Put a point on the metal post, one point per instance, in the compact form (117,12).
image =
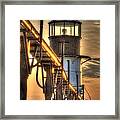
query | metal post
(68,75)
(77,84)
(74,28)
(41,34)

▸ **Prompt**
Copy every line of the entries above word for word, leaving out the pictures.

▸ **Solution below**
Put a point on the metal post, one point per instance, in the compact form (117,12).
image =
query | metal post
(68,75)
(77,84)
(74,28)
(41,34)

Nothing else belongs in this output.